● DOCUMENT EXTRACT:
________________

But even their last, I think, private round was some, currently 8, 9 or 10, but public markets have been bouncing between 12 at the listing to now I think about 4 and 5. And while they’ve been growing, I think they have what, 600 million in revenue and probably 4 or 5 billion market cap. So it’s been brutal in that sense.
Now, India, while it will give you, let’s say, even if you list at 100, that’s as an investor, you want to make your 5x at, assuming you invested 10 million dollars also. 10 million dollars into 5 is 50 million dollars. Will you have the liquidity on a small exchange or a mid-size or small company in the sense to be able to get off?
So my personal preference, at least for my investing companies, I mean, maybe you may tell that I’m not thinking big enough and I’ll take that very gladly, but between a financial exit of an IPO versus M&A, M&A has turned out to be cleaner for me. So most of the exits that I have made were either a secondary sale to the next round of investor or companies got acquired by other public companies because it’s very clean, I don’t have to wait out, there’s no lock-in period, blah, blah, blah. But if the companies list and if they’re big enough to be able to do, yeah, why not?
But what is the liquidity to get an exit? I mean, even I think OFS now, SEBI has put some new rules on how much OFS percentage can be as part of the listing. And will it be big enough for you to take the money out without sort of crashing the price as well? But I think the listing story in India is also fairly new, two three years.
Shashank Bijapur 24:21
It’s too early for us to say anything. There isn’t a trend line that people are seeing, they’re looking at. But that said, most of the SaaS listings that have happened are surprisingly, they’ve done well. So at least the indicators look positive.
Siddhartha Ahluwalia 24:35
And you want to be early in the cycle, not late in the cycle.
Pallav Nadhani 24:38
So Sid early in the cycle, is it because are you saying investors haven’t figured out the metrics to measure SaaS company?
Siddhartha Ahluwalia 24:46
There’s a window that hypothetical number, 100 SaaS companies will go public in India in the next 6 to 10 years. So you want to be among the first 20 and not last 20, who bear the brunt of whatever, whether it’s good or bad.
Pallav Nadhani 25:01
Sure. I don’t know. I mean, how much analyst coverage will you get?
What liquidity will you have? What happens like once… See, again with M&A, at least purely speaking from a founder’s perspective, once you intend to sell, maybe you have a two-years handcuff.
The moment you have gone IPO, now you’ve suddenly again signed up for a 7 to 10-year new lease of life. And you have to continue. So there are founders who may want to do it, who want to build intergenerational companies or whatever.

________________

● WHAT YOU HAVE TO DO:
In the conversation above about SaaS listings in India, what hypothetical number of SaaS companies is said to go public in India in the next 6 to 10 years?

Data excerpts
________________

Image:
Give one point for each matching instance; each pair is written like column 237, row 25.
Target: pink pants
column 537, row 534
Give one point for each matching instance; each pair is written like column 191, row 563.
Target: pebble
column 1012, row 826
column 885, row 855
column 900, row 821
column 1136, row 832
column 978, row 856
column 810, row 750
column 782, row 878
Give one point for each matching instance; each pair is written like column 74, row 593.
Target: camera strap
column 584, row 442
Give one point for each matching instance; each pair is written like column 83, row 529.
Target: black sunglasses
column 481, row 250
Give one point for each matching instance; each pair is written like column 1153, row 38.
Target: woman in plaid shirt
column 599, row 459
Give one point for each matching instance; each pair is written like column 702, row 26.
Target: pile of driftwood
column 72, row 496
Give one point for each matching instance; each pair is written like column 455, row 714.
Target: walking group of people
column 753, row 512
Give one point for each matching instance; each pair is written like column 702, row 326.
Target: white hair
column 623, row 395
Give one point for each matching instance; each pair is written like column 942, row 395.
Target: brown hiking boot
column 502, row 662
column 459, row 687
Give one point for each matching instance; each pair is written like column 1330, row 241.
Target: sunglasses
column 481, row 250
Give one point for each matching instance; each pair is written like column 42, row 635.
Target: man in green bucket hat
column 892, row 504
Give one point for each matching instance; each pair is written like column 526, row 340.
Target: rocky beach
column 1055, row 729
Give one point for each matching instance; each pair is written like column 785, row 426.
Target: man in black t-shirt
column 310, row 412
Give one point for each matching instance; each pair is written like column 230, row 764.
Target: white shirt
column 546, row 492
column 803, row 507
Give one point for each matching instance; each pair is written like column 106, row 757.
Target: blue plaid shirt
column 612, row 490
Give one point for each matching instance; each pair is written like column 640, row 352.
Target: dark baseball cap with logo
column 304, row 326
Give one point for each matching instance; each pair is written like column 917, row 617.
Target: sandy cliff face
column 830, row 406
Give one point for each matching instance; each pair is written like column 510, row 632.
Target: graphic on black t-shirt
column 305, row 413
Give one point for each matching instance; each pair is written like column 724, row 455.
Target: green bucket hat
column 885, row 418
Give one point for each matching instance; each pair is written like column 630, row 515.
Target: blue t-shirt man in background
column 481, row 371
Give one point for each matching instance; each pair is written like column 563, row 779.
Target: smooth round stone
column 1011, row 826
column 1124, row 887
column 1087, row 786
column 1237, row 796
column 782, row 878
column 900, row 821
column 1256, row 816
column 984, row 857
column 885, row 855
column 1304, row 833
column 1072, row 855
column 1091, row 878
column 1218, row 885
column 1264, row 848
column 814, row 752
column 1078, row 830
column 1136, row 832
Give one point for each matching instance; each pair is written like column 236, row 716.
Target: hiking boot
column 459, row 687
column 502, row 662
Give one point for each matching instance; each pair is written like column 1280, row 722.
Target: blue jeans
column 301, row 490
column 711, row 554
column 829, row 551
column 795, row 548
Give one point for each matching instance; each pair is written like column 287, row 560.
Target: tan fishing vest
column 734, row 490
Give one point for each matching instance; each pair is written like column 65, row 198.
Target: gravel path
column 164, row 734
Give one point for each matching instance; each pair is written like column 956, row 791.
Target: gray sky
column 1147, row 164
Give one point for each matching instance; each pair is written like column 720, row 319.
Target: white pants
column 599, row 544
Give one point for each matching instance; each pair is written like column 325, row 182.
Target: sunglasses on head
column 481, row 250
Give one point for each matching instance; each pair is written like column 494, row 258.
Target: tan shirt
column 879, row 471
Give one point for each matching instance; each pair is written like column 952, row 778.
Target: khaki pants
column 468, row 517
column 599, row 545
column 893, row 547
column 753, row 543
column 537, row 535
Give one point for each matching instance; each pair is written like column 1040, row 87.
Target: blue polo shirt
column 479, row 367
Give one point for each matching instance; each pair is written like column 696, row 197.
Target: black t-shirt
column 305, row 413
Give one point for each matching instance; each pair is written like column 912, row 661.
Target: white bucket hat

________________

● RESULT OF THE TASK:
100 SaaS companies.